● AIM:
Print exactly the lines from the one containing "Wanted | a point on the bride's" through the last line of the listing, both included.

Coordinate annotation records:
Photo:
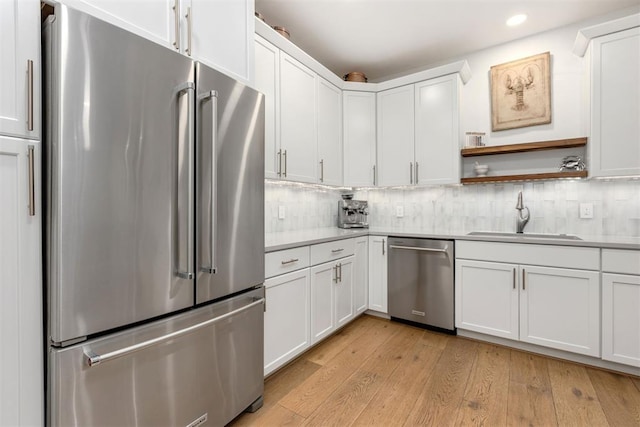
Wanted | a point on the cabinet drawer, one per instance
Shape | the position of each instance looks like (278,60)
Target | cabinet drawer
(621,261)
(280,262)
(325,252)
(522,253)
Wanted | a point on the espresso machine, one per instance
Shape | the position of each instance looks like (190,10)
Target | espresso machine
(352,213)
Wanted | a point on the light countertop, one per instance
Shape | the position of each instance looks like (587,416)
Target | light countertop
(292,239)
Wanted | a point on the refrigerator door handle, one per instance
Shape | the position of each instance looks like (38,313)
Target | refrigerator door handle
(213,97)
(92,359)
(189,88)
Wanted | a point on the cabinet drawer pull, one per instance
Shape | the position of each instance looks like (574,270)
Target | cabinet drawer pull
(188,16)
(32,197)
(30,95)
(176,17)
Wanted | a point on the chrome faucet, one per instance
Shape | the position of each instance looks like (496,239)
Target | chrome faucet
(521,220)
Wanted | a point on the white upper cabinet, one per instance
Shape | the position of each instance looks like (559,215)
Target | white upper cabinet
(298,134)
(395,136)
(615,104)
(222,35)
(267,81)
(359,122)
(329,133)
(218,33)
(418,133)
(437,151)
(20,68)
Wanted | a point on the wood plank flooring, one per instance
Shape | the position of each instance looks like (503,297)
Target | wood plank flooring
(380,373)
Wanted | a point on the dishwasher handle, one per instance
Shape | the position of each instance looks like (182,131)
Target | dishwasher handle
(416,248)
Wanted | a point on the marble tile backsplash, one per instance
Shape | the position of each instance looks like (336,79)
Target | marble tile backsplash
(554,207)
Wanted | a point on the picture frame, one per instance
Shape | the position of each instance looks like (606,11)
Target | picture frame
(521,93)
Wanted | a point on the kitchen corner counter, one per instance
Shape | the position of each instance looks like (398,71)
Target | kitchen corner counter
(291,239)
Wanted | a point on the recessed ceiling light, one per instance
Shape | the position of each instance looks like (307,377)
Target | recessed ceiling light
(516,20)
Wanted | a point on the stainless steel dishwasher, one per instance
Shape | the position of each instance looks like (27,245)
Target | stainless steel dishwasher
(421,282)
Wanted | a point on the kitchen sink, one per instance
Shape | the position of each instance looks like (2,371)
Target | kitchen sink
(524,235)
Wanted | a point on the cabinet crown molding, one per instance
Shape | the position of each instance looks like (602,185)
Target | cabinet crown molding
(585,35)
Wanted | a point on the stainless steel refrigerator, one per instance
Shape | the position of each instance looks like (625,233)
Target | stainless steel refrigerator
(154,232)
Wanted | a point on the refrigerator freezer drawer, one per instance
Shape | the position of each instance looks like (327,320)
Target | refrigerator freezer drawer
(202,367)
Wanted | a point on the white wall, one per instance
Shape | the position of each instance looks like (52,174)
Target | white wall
(568,95)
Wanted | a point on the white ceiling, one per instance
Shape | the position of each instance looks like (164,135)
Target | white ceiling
(385,38)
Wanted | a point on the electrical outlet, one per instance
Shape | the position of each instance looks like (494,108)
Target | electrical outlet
(586,210)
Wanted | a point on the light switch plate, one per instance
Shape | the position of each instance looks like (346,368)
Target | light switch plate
(586,210)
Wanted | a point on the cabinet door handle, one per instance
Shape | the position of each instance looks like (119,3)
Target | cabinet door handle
(279,163)
(32,196)
(176,17)
(30,95)
(188,16)
(285,163)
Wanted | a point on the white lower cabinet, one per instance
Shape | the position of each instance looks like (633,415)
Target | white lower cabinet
(378,273)
(621,306)
(21,352)
(331,297)
(621,318)
(544,305)
(560,308)
(286,318)
(487,298)
(361,275)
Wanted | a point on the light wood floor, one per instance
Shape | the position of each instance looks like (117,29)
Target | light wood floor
(380,373)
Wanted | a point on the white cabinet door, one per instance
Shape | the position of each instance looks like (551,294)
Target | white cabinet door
(361,275)
(286,318)
(329,133)
(267,81)
(343,294)
(222,35)
(437,131)
(359,138)
(560,308)
(395,136)
(297,120)
(615,128)
(20,68)
(323,278)
(21,352)
(378,273)
(155,20)
(621,318)
(487,298)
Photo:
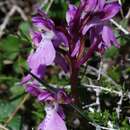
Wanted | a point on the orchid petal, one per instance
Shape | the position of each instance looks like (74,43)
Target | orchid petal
(52,120)
(110,10)
(76,49)
(71,13)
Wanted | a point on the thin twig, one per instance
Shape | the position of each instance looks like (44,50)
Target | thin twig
(102,88)
(102,127)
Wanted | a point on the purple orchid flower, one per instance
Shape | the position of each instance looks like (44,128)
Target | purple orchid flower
(66,47)
(54,112)
(90,19)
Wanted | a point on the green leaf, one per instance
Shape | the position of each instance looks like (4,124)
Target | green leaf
(15,123)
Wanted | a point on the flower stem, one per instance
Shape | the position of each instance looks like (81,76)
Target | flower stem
(74,81)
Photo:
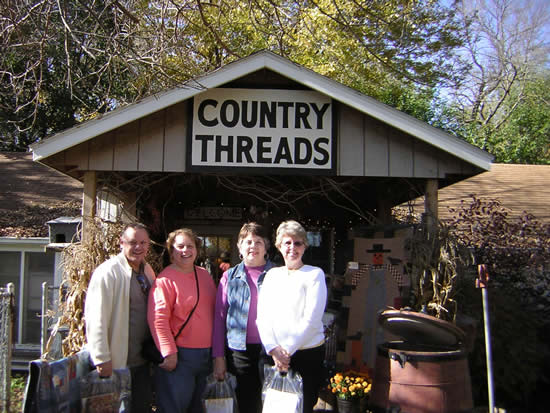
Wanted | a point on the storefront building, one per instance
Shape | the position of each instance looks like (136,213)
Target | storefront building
(261,139)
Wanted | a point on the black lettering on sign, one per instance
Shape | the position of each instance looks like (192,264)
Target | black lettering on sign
(244,147)
(268,112)
(302,151)
(319,149)
(253,120)
(224,148)
(204,139)
(286,106)
(230,119)
(202,106)
(320,113)
(264,148)
(283,152)
(300,115)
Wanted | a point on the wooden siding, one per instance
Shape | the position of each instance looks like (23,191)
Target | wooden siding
(364,147)
(367,147)
(518,187)
(156,143)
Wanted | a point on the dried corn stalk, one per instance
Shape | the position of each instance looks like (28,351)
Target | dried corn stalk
(436,257)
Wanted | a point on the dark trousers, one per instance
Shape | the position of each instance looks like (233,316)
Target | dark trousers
(142,388)
(247,366)
(310,364)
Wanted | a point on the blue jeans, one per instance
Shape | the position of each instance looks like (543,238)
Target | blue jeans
(180,390)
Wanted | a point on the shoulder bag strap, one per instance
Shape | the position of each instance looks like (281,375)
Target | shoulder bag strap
(195,306)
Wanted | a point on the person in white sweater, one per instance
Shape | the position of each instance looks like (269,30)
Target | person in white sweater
(115,312)
(291,304)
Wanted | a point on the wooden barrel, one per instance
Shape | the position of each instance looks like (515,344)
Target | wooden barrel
(426,373)
(421,381)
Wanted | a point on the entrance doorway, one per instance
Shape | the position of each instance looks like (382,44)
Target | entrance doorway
(210,255)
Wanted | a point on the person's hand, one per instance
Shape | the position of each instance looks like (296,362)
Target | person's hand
(169,362)
(281,357)
(105,369)
(219,368)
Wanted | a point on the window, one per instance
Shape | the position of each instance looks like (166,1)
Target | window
(27,270)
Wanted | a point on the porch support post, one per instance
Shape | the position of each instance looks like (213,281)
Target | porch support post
(430,204)
(88,201)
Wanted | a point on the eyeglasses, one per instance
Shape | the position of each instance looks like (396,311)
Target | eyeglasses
(298,244)
(143,283)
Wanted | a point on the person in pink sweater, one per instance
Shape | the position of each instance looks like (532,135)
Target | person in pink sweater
(181,292)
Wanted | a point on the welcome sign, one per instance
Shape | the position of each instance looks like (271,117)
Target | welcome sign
(261,128)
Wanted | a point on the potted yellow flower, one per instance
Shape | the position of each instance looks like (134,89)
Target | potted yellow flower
(351,391)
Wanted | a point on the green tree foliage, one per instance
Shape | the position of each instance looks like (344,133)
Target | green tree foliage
(517,253)
(502,104)
(525,137)
(69,60)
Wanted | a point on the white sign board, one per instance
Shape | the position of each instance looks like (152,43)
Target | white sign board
(262,128)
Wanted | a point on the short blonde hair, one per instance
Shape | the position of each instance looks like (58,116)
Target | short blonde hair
(293,229)
(182,231)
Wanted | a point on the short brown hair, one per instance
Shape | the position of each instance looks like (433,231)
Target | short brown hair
(253,228)
(182,231)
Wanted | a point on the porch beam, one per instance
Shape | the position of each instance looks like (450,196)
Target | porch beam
(88,201)
(431,203)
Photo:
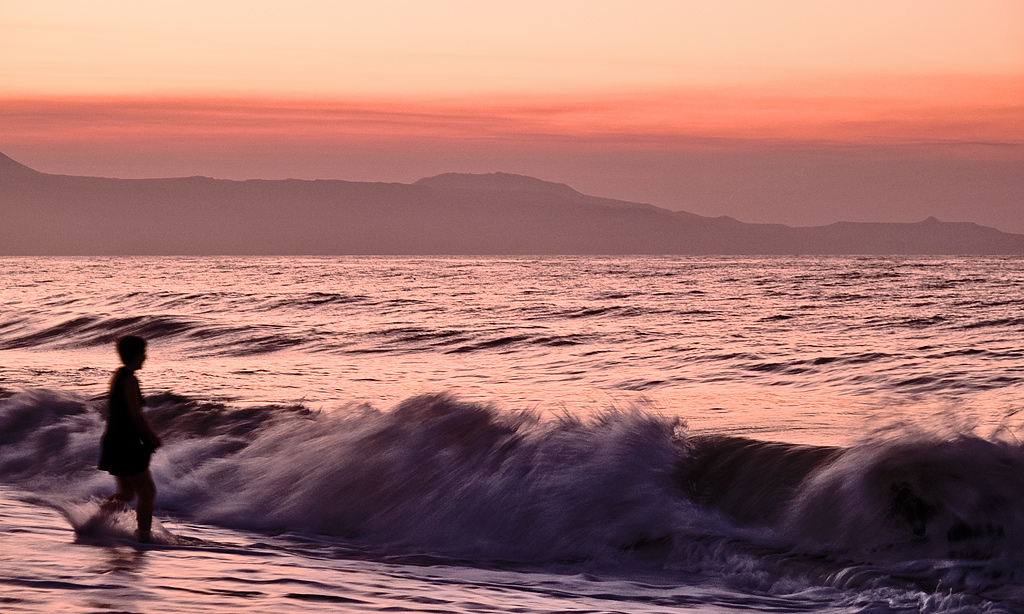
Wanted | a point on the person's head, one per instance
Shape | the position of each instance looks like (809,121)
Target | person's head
(132,350)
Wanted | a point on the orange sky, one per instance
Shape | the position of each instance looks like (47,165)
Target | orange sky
(595,93)
(802,69)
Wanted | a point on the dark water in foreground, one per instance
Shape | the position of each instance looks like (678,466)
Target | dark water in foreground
(542,435)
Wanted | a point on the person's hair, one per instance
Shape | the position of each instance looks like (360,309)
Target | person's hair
(129,347)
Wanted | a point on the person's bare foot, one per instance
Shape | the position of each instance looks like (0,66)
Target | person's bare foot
(113,505)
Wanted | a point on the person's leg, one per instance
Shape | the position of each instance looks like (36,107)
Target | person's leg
(126,492)
(142,485)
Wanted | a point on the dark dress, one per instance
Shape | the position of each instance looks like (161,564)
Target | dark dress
(123,452)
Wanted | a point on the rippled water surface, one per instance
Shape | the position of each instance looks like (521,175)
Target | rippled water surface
(301,448)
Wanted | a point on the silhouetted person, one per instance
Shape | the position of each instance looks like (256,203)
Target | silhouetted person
(129,440)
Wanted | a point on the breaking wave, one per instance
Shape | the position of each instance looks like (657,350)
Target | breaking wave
(438,476)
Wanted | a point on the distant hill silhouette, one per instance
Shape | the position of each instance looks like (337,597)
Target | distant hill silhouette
(497,214)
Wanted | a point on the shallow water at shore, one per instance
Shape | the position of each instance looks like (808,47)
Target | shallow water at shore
(595,446)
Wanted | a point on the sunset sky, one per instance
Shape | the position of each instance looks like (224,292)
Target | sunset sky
(791,111)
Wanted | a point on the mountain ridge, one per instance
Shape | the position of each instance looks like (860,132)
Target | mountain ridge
(451,213)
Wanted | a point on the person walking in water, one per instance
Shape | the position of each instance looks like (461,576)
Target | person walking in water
(129,439)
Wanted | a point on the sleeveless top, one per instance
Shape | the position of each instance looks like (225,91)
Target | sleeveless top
(123,452)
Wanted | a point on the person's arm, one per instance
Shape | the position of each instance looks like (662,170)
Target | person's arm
(134,400)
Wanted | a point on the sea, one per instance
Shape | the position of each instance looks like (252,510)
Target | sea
(521,434)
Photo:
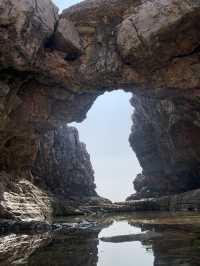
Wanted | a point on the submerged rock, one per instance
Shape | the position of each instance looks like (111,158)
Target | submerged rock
(52,69)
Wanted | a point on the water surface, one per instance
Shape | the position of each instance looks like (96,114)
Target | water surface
(178,243)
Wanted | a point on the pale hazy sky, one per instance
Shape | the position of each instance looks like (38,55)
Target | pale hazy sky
(105,132)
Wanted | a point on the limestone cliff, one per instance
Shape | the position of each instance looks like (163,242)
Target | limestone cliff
(63,165)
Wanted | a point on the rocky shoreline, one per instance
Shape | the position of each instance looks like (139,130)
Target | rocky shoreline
(52,69)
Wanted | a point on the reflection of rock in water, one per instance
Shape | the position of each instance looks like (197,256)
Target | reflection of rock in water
(45,250)
(76,250)
(16,249)
(179,245)
(181,248)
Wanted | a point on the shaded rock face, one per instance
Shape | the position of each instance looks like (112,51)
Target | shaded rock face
(21,200)
(63,165)
(52,68)
(165,137)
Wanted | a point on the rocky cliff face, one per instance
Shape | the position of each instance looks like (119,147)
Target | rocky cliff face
(165,137)
(52,68)
(63,165)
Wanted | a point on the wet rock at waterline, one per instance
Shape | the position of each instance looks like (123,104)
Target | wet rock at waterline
(85,247)
(52,68)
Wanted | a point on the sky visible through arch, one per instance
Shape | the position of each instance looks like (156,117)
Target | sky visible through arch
(105,133)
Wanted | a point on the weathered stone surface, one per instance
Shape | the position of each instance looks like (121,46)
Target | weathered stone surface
(63,165)
(66,37)
(44,86)
(20,199)
(188,201)
(25,26)
(16,249)
(158,31)
(165,137)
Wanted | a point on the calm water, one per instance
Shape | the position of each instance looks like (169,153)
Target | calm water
(178,244)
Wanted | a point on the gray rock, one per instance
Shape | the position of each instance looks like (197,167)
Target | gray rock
(66,37)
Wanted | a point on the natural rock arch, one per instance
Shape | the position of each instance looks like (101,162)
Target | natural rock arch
(52,69)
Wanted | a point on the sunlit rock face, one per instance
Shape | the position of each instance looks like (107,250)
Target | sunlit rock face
(53,68)
(63,165)
(165,136)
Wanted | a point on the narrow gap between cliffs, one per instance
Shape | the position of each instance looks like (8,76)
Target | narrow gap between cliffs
(105,132)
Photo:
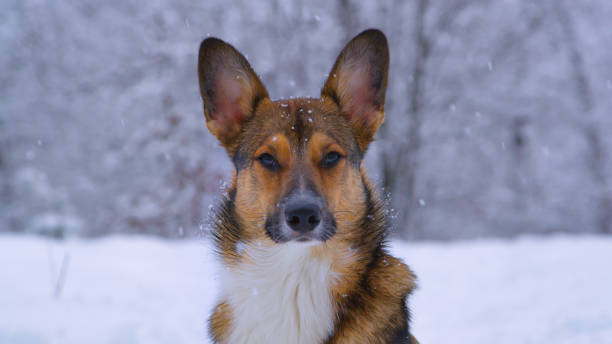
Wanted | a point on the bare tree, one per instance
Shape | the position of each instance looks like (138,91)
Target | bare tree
(582,88)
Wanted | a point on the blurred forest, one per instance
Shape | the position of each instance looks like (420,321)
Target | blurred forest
(499,113)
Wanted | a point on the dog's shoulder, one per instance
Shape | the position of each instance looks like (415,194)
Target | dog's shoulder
(376,312)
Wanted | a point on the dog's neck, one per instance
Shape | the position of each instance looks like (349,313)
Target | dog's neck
(279,293)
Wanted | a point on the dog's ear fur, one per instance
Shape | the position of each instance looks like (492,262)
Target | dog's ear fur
(358,81)
(230,90)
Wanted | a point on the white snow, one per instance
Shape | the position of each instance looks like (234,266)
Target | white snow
(144,290)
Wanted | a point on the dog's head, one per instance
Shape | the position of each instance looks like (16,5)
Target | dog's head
(298,161)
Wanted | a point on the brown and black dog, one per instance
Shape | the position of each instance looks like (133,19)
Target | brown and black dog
(301,234)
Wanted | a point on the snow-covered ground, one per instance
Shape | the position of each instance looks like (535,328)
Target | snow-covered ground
(143,290)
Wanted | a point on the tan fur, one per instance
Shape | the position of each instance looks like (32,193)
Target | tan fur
(367,287)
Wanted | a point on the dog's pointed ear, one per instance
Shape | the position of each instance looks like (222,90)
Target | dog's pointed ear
(358,81)
(230,89)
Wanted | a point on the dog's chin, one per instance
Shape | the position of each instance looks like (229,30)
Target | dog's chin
(305,239)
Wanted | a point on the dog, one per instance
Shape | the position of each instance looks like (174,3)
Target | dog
(301,232)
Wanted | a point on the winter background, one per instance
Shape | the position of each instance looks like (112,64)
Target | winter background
(496,151)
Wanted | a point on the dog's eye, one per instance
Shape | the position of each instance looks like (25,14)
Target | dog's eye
(268,162)
(331,159)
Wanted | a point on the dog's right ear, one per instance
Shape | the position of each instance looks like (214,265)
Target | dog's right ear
(230,90)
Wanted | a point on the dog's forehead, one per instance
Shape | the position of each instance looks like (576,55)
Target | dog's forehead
(298,119)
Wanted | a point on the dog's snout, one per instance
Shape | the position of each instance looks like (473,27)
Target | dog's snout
(302,216)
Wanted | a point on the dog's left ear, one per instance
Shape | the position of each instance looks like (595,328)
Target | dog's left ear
(358,81)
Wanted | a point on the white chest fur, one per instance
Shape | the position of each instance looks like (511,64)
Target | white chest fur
(279,294)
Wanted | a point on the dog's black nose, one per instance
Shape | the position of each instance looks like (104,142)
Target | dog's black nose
(302,216)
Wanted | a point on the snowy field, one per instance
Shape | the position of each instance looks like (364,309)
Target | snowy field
(143,290)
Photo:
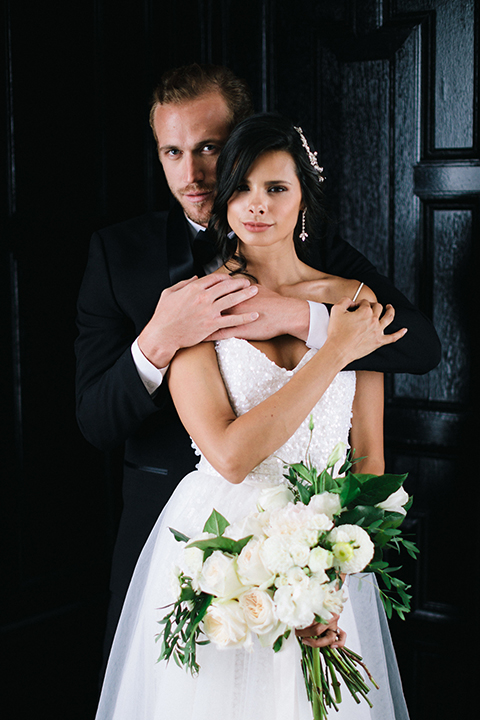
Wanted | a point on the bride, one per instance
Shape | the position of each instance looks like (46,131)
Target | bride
(247,406)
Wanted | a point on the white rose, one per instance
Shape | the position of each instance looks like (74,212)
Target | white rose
(224,624)
(320,559)
(337,453)
(274,497)
(259,611)
(250,567)
(327,503)
(352,548)
(275,555)
(219,576)
(175,587)
(395,501)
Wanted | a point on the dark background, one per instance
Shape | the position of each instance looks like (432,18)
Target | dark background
(388,91)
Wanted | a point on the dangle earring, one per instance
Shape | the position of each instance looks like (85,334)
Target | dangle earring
(303,235)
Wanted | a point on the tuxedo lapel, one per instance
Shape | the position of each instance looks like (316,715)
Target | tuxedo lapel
(179,251)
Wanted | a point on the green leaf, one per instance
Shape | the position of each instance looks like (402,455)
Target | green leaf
(377,488)
(234,547)
(364,515)
(216,524)
(351,488)
(179,537)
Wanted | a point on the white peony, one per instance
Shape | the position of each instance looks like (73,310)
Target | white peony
(219,576)
(333,600)
(249,525)
(300,551)
(259,611)
(320,559)
(224,624)
(275,554)
(296,518)
(395,501)
(274,497)
(293,606)
(327,503)
(352,548)
(250,567)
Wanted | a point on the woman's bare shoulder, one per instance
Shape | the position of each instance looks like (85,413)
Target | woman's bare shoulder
(325,288)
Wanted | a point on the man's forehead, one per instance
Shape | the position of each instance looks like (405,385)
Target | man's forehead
(192,121)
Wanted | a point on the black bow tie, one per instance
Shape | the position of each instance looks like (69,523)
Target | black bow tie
(204,250)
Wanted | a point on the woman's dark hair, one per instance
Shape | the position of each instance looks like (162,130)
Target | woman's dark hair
(253,137)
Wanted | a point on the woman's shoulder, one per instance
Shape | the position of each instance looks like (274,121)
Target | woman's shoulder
(325,288)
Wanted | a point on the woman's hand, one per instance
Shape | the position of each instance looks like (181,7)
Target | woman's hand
(359,328)
(321,635)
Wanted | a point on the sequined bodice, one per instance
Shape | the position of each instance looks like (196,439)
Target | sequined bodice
(250,377)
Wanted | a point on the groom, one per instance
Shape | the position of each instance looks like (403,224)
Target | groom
(140,302)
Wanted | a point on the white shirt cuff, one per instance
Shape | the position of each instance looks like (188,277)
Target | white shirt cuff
(319,319)
(150,375)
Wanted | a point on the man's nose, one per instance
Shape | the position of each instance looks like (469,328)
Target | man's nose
(192,169)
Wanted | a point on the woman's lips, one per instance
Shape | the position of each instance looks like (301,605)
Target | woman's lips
(256,227)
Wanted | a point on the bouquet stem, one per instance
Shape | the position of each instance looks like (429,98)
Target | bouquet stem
(320,669)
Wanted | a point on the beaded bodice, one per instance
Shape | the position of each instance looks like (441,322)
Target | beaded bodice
(250,377)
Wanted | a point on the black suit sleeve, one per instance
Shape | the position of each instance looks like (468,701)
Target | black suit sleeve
(112,401)
(419,351)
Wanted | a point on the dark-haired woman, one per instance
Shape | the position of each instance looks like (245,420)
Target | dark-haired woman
(246,405)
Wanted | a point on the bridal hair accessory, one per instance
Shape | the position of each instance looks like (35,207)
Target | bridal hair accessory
(303,235)
(312,156)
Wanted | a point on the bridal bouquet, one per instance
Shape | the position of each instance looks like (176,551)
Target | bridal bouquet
(281,567)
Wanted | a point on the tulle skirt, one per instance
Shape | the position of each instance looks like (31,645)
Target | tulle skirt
(231,684)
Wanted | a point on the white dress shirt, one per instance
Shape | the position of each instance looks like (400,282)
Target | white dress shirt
(152,376)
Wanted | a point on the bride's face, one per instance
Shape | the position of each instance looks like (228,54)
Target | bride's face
(264,208)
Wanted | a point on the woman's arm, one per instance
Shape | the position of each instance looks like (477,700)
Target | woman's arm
(366,435)
(235,445)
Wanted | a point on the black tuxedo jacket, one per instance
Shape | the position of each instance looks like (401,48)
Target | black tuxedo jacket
(128,267)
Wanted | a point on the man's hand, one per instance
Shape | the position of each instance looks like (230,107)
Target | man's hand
(277,315)
(192,311)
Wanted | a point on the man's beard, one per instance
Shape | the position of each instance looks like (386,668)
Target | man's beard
(198,212)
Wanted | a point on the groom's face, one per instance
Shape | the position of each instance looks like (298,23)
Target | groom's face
(190,136)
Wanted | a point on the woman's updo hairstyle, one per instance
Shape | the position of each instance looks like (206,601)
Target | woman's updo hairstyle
(253,137)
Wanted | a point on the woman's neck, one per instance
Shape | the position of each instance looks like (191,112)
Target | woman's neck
(274,267)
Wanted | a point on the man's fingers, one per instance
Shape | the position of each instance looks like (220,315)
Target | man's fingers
(225,302)
(232,321)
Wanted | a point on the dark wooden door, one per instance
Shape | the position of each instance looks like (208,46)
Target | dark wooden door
(389,92)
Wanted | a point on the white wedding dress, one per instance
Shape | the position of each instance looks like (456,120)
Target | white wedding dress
(236,684)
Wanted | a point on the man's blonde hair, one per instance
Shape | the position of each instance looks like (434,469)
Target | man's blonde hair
(192,81)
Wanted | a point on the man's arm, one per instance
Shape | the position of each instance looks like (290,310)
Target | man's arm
(112,399)
(419,351)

● RESPONSE TO THIS EXERCISE:
Wanted | a point on the bride's face, one per instance
Shape | the position of each instance looks like (228,54)
Target | bride's face
(264,208)
Wanted | a point on the woman's arm, one per instance
Shape | the position of each instance looks like (477,700)
Target | woman's arm
(366,435)
(235,445)
Wanted | a point on the black tuxedo jacket, one per instance
Shape | the position of each instance looks like (401,48)
Target | black tuxedo jacket
(128,267)
Wanted | a point on the man's hand, one per instance
Shape | the position of each instance looks like (230,107)
Target | man's hand
(277,315)
(192,311)
Wanted | a point on the man's beard, one per instance
Shape | the position of each instance looks like (386,668)
Target | man's beard
(198,212)
Wanted | a point on the groom's face, one per instance
Shape | the position of each instance looks like (298,23)
Target | groom's face
(190,136)
Wanted | a point on the woman's updo hairstyle, one per instance
Shape | the position of each instance looks like (206,601)
Target | woman's updo hairstyle
(253,137)
Wanted | a point on the woman's neck, one per instance
Shape | the position of each instance looks like (191,112)
Target | woman's neck
(274,267)
Wanted | a point on the man's fingers, one per instance
Shape | the position of each instance looks like (220,315)
Target | man's fingers
(225,302)
(232,321)
Wanted | a point on the dark wooden door, one per instance
Shape | the position of each instance looks like (208,46)
Target | dark wooden door
(389,92)
Wanted | a point on the white wedding dress, one per instance
Shape | the position of each instance looks like (456,120)
Target | white wedding dress
(236,684)
Wanted | a point on the man's blonde hair, one per instance
Shape | the position of each instance looks like (434,469)
Target | man's blonde hair
(192,81)
Wanted | a point on the man's arm, one per instance
Shape | the position of each instance looks like (290,310)
Target | man's arm
(112,399)
(419,351)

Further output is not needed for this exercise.